▶ **Exercise**
Gather every line in the records below that contains the word "truck" and copy each of those lines in full.

▶ **Input material**
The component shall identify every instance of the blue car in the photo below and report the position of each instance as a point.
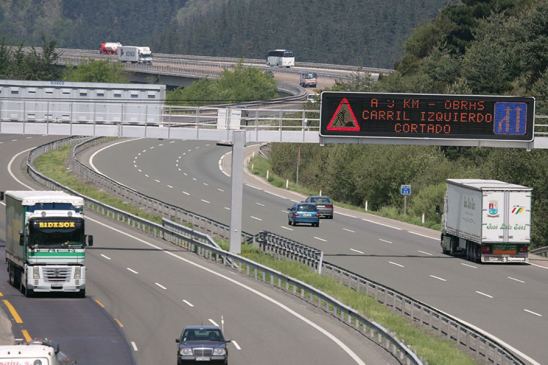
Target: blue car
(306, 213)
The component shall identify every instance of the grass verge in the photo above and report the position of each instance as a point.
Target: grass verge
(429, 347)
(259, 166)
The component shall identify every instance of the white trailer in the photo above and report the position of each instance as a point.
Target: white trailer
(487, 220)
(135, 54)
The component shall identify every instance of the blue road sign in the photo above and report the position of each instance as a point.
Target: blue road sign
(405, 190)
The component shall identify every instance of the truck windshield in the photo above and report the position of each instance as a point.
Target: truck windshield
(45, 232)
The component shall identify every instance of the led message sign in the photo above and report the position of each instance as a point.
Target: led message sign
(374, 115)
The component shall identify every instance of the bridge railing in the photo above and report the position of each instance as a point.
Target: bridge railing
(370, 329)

---

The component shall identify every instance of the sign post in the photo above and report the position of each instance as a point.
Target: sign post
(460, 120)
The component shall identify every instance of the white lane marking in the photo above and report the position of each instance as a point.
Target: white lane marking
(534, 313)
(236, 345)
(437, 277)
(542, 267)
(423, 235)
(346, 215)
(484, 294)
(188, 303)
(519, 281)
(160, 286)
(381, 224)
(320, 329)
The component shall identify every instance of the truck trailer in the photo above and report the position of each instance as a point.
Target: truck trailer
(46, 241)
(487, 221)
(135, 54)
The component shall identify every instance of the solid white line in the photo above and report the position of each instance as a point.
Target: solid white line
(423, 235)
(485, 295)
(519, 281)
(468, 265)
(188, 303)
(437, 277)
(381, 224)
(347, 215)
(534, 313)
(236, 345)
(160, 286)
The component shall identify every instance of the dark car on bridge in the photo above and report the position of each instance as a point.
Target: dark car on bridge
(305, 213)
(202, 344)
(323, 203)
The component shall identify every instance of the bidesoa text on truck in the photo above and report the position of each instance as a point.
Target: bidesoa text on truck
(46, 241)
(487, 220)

▶ **Solution to this task**
The component shall identify every instance of the truck windshield in the photo above and report the position of each instance as a point.
Target: truck windshield
The component shall identify every instance of the truck trailer in the photo above and report the position of each instance as a point.
Target: truck trailer
The component shall identify every instance of the bidesoa text on truck in the photo above and report the position of each instance as a point.
Target: bidesoa text on truck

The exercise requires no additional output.